**What to do:** In the stretch from the line containing "of the perforated" through the line containing "[(483, 270), (685, 361), (729, 312), (168, 404), (58, 356)]", change "conductor's" to "bandleader's" and write out only those lines, with everything else left as it is.

**Data shown:**
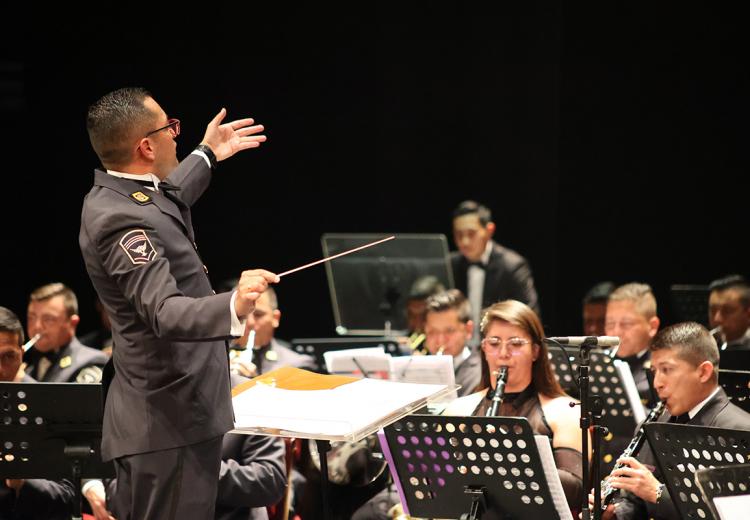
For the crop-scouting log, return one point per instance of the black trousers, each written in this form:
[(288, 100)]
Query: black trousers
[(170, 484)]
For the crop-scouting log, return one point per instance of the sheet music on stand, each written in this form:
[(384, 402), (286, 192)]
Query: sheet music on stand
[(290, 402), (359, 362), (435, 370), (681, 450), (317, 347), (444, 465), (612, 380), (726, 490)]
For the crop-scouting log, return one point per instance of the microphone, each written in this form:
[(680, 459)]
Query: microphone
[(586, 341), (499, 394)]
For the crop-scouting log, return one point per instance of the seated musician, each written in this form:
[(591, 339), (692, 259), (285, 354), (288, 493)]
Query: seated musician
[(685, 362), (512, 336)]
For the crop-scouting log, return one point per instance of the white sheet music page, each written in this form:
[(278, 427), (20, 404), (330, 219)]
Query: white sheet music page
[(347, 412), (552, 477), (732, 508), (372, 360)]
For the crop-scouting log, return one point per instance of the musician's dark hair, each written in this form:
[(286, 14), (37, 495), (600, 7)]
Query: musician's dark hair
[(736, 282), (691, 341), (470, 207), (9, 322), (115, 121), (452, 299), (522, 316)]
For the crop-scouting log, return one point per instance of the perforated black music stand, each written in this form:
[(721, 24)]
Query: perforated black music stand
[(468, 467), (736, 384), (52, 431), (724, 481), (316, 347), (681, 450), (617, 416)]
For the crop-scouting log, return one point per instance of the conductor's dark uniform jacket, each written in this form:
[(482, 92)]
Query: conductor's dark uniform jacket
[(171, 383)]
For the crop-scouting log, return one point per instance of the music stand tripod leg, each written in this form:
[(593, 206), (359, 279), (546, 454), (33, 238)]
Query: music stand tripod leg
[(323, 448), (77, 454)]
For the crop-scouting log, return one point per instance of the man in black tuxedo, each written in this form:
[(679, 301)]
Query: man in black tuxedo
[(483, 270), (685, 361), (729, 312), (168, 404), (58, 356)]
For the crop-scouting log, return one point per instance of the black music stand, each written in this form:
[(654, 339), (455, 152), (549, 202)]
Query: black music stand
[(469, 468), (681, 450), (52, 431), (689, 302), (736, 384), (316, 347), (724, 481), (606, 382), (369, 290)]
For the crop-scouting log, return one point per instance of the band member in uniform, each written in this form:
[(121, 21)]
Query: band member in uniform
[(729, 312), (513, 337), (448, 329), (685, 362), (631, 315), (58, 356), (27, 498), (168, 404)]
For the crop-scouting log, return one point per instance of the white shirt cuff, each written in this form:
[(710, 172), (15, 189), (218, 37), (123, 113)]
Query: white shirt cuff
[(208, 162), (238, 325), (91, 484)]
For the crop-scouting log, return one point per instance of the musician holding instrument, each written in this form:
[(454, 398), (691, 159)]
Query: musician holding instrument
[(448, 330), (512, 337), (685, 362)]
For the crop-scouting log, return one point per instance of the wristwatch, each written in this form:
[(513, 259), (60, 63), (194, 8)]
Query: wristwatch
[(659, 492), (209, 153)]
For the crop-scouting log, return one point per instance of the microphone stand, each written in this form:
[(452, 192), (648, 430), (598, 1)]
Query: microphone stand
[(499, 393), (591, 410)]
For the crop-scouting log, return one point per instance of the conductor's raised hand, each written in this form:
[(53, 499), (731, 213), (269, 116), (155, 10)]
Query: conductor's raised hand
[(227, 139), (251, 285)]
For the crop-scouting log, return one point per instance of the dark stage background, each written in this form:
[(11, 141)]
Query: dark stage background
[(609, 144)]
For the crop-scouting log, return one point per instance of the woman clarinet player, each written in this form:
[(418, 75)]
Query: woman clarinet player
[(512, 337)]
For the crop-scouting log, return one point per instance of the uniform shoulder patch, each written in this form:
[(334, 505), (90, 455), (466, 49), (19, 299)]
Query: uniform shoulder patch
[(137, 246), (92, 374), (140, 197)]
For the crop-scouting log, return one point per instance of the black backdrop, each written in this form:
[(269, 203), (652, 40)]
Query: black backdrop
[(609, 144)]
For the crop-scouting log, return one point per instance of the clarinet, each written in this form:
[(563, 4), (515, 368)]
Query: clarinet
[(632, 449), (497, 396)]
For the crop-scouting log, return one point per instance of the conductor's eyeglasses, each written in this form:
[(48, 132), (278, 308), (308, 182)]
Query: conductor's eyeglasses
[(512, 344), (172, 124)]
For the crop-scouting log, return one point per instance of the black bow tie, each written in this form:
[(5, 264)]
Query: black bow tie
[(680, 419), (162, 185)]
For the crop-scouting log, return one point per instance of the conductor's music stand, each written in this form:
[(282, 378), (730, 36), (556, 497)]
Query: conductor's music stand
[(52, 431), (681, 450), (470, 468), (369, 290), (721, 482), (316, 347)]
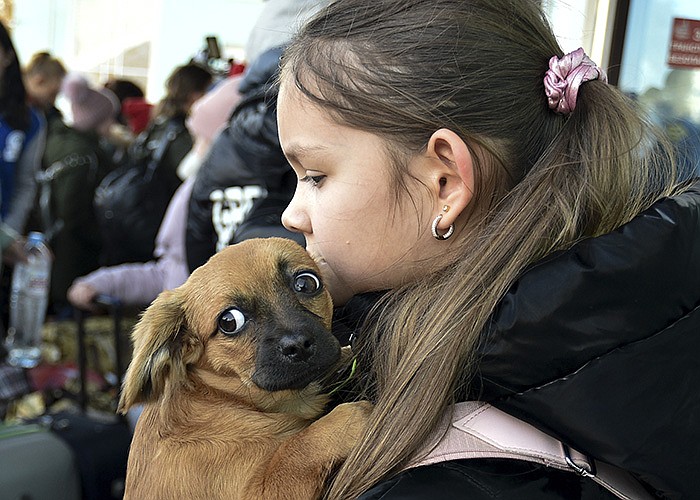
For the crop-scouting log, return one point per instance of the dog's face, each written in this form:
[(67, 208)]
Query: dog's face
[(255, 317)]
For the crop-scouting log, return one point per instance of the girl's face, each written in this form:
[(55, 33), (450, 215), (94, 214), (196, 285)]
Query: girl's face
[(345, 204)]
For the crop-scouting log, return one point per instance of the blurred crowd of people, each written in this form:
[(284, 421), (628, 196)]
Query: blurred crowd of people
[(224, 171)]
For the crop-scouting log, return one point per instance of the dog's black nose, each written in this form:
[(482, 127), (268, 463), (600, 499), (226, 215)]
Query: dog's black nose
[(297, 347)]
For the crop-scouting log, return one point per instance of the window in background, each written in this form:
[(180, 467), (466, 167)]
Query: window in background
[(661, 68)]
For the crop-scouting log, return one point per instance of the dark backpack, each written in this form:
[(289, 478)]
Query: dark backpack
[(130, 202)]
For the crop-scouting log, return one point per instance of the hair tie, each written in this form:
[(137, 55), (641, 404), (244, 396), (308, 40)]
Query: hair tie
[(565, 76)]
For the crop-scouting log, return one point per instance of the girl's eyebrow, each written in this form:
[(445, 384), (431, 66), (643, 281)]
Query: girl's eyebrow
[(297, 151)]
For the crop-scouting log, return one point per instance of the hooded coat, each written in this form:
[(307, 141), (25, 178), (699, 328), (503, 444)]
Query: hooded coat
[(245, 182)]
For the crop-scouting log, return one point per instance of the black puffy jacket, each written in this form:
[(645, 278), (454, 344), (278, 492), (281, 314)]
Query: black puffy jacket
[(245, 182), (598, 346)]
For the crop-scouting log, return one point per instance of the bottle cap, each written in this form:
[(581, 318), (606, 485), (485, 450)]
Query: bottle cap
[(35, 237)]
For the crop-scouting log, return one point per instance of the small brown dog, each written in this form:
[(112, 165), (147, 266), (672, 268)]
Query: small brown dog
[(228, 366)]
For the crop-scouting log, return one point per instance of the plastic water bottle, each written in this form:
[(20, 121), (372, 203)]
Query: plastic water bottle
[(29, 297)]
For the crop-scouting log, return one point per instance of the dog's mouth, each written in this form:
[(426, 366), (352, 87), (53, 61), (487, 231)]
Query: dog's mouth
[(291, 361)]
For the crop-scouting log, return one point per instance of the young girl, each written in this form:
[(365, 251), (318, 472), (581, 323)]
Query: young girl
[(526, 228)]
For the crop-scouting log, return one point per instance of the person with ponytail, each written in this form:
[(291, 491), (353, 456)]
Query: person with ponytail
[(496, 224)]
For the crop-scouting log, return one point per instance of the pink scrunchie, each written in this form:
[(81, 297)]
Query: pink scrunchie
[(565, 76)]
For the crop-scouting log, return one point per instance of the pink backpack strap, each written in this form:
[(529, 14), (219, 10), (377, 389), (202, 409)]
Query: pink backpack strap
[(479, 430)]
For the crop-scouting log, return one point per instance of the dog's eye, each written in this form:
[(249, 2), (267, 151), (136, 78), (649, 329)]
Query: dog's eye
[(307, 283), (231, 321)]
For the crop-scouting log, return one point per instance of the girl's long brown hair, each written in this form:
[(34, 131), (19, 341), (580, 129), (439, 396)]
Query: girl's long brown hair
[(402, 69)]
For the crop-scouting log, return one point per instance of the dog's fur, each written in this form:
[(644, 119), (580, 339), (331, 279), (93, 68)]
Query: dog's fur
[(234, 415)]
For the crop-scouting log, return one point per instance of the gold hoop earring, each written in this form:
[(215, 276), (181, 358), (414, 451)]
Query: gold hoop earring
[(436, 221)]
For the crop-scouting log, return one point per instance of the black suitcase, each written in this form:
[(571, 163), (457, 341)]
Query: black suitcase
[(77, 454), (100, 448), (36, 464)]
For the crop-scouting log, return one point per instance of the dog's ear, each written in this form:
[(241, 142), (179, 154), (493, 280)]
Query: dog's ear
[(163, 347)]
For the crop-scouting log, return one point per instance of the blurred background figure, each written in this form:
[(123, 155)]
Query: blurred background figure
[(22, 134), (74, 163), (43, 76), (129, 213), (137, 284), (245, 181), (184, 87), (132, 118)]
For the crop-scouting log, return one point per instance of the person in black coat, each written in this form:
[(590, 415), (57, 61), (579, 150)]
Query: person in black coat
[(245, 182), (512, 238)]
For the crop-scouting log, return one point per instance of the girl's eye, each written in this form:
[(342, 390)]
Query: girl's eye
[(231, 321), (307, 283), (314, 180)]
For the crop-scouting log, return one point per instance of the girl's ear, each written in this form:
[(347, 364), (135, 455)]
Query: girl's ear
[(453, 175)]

--

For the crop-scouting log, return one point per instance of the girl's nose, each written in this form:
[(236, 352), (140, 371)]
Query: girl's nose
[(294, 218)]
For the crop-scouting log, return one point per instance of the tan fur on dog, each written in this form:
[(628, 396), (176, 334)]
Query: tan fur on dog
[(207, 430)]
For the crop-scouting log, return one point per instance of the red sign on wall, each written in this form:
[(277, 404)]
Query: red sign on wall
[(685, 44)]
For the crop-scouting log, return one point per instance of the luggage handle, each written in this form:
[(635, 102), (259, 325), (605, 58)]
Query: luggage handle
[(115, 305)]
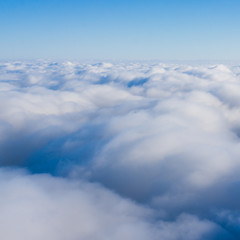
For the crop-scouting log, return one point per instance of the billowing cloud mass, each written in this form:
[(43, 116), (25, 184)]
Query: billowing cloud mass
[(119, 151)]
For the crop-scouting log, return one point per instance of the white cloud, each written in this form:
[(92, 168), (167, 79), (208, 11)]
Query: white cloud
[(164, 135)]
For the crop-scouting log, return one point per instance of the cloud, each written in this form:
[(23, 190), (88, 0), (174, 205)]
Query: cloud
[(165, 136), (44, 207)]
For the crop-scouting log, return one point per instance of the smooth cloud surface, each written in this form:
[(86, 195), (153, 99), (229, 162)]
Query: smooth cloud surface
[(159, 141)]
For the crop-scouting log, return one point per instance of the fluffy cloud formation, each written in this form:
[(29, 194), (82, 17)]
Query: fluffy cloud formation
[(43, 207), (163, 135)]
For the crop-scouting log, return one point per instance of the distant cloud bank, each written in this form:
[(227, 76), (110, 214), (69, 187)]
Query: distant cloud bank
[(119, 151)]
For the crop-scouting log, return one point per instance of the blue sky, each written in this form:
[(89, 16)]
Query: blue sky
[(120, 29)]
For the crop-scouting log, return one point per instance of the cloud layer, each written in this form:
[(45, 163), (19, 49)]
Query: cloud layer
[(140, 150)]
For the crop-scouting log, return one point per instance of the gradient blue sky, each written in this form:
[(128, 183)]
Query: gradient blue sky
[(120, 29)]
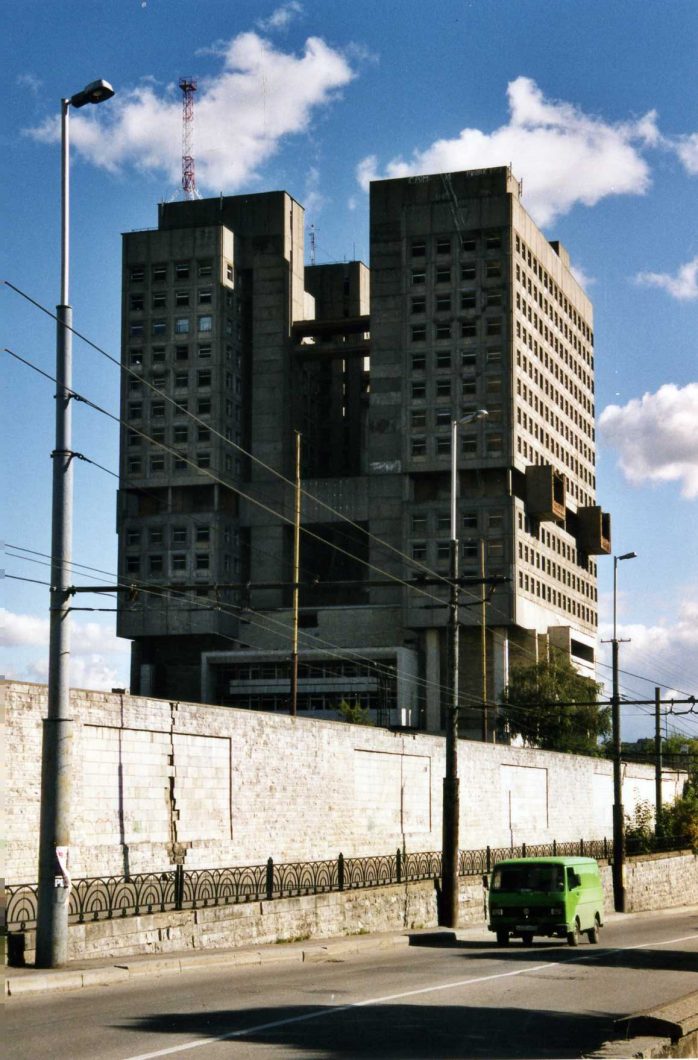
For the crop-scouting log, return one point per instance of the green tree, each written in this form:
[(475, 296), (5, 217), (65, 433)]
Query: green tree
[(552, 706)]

**Result for this exercise:**
For the crop-scouting log, return one point per instance of the perforated black music stand, each written in this form:
[(721, 24)]
Query: perforated black music stand
[(468, 467), (736, 384), (52, 431), (724, 481), (316, 347), (681, 450), (617, 416)]
For the crop-scouting log, return one point per instance of the bandleader's dark uniform jacket, each written in this form:
[(482, 92)]
Query: bandleader's dark uniform jacket
[(171, 383)]
For the crop-scouting log, return one point per instance of the music stand tripod leg, each written in this form:
[(593, 206), (359, 279), (546, 454), (33, 238)]
Query: music stand tripod leg
[(323, 448), (77, 454)]
For the crop-scouting log, return one point per instance of the man in black tuxedo, each written in this form:
[(679, 301)]
Query: man in black tuxedo
[(483, 270), (685, 361), (729, 312), (168, 404), (58, 356)]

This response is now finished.